(Work instructions) Please copy the records below word for word, omitting the pictures.

(Source data)
------

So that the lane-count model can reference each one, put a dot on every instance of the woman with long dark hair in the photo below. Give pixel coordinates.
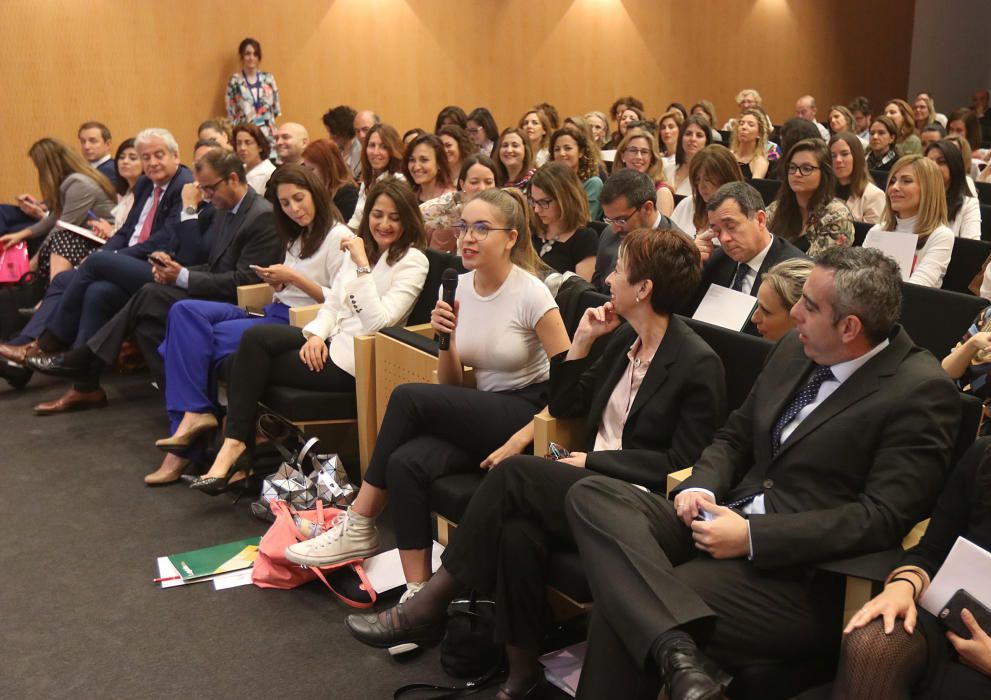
(381, 275)
(201, 334)
(806, 212)
(963, 211)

------

(Task result)
So that the lane-count model can reference each one, put a dot on every instance of the woman with long dark hair in the photo below. Give pixel coordinates.
(381, 275)
(201, 334)
(806, 212)
(963, 211)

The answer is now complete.